# TEXT PASSAGE:

---------------

All of lore.kernel.org
 help / color / mirror / Atom feed
* [PATCH RFCv2 04/10] dm-dedup: implementation of the read-on-write procedure
@ 2014-08-28 22:05 Vasily Tarasov
  0 siblings, 0 replies; only message in thread
From: Vasily Tarasov @ 2014-08-28 22:05 UTC (permalink / raw)
  To: dm-devel
  Cc: Joe Thornber, Mike Snitzer, Christoph Hellwig, Philip Shilane,
	Sonam Mandal, Erez Zadok

If a request from the upper layer is smaller than the block size, then
we have to perform a read-on-write to properly compute the hash value.

Signed-off-by: Vasily Tarasov <tarasov@vasily.name>
---
 drivers/md/dm-dedup-rw.c |  248 ++++++++++++++++++++++++++++++++++++++++++++++
 drivers/md/dm-dedup-rw.h |   19 ++++
 2 files changed, 267 insertions(+), 0 deletions(-)
 create mode 100644 drivers/md/dm-dedup-rw.c
 create mode 100644 drivers/md/dm-dedup-rw.h

diff --git a/drivers/md/dm-dedup-rw.c b/drivers/md/dm-dedup-rw.c
new file mode 100644
index 0000000..383ec39
--- /dev/null
+++ b/drivers/md/dm-dedup-rw.c
@@ -0,0 +1,248 @@
+/*
+ * Copyright (C) 2012-2014 Vasily Tarasov
+ * Copyright (C) 2012-2014 Geoff Kuenning
+ * Copyright (C) 2012-2014 Sonam Mandal
+ * Copyright (C) 2012-2014 Karthikeyani Palanisami
+ * Copyright (C) 2012-2014 Philip Shilane
+ * Copyright (C) 2012-2014 Sagar Trehan
+ * Copyright (C) 2012-2014 Erez Zadok
+ *
+ * This file is released under the GPL.
+ */
+
+#include "dm-dedup-target.h"
+#include "dm-dedup-rw.h"
+#include "dm-dedup-kvstore.h"

---------------

(Source data)
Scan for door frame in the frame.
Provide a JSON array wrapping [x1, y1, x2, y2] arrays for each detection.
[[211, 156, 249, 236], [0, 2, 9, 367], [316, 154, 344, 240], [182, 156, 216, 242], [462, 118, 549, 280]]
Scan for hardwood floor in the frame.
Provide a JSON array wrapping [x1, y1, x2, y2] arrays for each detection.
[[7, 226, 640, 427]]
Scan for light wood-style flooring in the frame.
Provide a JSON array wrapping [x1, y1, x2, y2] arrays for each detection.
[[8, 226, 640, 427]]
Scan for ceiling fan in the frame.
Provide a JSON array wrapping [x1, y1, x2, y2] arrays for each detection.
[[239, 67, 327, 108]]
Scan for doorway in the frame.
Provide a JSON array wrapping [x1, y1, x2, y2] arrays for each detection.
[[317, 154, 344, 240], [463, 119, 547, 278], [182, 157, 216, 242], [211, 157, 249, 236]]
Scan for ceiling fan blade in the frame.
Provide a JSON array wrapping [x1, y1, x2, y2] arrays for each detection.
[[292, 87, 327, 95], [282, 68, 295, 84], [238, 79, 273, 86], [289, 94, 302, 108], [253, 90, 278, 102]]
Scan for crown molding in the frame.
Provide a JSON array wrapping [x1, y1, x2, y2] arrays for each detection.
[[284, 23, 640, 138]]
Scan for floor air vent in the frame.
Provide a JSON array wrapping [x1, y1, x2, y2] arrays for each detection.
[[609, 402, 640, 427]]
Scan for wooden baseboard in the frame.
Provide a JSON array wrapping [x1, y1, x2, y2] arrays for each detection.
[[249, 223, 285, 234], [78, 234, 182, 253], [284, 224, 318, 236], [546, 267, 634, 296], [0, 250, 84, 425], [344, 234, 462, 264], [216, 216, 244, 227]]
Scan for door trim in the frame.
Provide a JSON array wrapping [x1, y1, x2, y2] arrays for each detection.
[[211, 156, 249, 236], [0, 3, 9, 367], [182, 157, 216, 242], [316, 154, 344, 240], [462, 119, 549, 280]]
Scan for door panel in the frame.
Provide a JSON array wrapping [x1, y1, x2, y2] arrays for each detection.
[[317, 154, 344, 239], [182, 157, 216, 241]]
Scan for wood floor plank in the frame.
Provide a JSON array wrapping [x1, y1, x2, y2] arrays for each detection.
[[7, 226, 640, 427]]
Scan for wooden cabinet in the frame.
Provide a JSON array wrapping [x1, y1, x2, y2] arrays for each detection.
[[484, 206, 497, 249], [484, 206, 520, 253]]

---------------

# OBJECTIVES:
1: Please copy out, unchanged, the part of the records that opens with the line containing "Scan for door trim in the frame." and closes with the line containing "[[317, 154, 344, 239], [182, 157, 216, 241]]".
2: Continue the dm-dedup read-on-write patch from the point where it stops.
The patch text and the records have no connection to each other.

# RESULTS IN ORDER:
1:
Scan for door trim in the frame.
Provide a JSON array wrapping [x1, y1, x2, y2] arrays for each detection.
[[211, 156, 249, 236], [0, 3, 9, 367], [182, 157, 216, 242], [316, 154, 344, 240], [462, 119, 549, 280]]
Scan for door panel in the frame.
Provide a JSON array wrapping [x1, y1, x2, y2] arrays for each detection.
[[317, 154, 344, 239], [182, 157, 216, 241]]

2:
+
+#define DMD_IO_SIZE	4096
+
+static uint64_t compute_sector(struct bio *bio,
+			       struct dedup_config *dc)
+{
+	uint64_t to_be_lbn;
+
+	to_be_lbn = bio->bi_iter.bi_sector;
+	to_be_lbn /= dc->sectors_per_block;
+	to_be_lbn *= dc->sectors_per_block;
+
+	return to_be_lbn;
+}
+
+static int fetch_whole_block(struct dedup_config *dc,
+			uint64_t pbn, struct page_list *pl)
+{
+	struct dm_io_request iorq;
+	struct dm_io_region where;
+	unsigned long error_bits;
+
+	where.bdev = dc->data_dev->bdev;
+	where.sector = pbn;
+	where.count = dc->sectors_per_block;
+
+	iorq.bi_rw = READ;
+	iorq.mem.type = DM_IO_PAGE_LIST;
+	iorq.mem.ptr.pl = pl;
+	iorq.mem.offset = 0;
+	iorq.notify.fn = NULL;
+	iorq.client = dc->io_client;
+
+	return dm_io(&iorq, 1, &where, &error_bits);
+}
+
+static int merge_data(struct dedup_config *dc, struct page *page,
+				struct bio *bio)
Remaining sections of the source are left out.